* Work request:
Write out the lines from the top of the material through the line with "Target: sky", exactly and with nothing added.

* Records for processing:
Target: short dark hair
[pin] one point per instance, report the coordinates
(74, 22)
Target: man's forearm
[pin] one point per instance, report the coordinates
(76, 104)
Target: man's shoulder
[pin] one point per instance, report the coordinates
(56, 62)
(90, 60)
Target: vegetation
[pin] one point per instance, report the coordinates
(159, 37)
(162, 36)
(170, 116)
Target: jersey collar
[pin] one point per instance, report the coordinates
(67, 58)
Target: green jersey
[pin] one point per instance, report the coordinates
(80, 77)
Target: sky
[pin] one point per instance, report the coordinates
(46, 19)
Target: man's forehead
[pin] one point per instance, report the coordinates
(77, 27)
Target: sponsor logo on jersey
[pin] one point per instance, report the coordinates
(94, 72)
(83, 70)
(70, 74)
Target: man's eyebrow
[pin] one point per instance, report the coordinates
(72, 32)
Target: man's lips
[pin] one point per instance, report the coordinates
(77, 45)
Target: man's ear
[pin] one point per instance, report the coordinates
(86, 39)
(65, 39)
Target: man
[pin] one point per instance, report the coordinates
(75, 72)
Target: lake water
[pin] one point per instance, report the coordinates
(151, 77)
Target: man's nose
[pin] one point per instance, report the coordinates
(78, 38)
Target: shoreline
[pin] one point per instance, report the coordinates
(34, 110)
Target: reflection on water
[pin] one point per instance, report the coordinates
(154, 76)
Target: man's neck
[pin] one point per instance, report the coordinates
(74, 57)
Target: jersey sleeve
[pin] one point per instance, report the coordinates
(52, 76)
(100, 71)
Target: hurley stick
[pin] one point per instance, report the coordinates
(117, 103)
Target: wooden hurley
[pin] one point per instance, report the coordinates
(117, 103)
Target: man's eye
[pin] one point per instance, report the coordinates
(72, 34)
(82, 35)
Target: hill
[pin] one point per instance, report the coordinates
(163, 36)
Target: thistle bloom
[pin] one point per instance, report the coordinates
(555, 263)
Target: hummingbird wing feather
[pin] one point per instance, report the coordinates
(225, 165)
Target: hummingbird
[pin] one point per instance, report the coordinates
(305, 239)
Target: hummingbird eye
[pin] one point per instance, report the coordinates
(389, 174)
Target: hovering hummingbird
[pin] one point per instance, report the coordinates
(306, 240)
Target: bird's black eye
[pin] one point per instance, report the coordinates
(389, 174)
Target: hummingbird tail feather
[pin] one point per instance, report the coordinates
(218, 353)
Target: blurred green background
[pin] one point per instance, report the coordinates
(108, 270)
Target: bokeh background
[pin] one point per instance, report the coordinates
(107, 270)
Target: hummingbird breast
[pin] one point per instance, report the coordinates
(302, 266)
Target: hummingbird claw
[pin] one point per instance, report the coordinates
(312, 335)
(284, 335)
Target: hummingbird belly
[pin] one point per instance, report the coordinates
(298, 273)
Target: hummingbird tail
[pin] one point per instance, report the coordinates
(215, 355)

* Finished task:
Target: short dark hair
[pin] one point per instance, report the coordinates
(74, 22)
Target: man's forearm
[pin] one point per instance, report the coordinates
(76, 104)
Target: man's shoulder
[pin] one point per instance, report the coordinates
(56, 62)
(90, 60)
Target: vegetation
[pin] one point per instance, report the coordinates
(159, 37)
(162, 36)
(170, 116)
Target: jersey collar
[pin] one point per instance, report the coordinates
(67, 58)
Target: green jersey
[pin] one point per instance, report the coordinates
(80, 77)
Target: sky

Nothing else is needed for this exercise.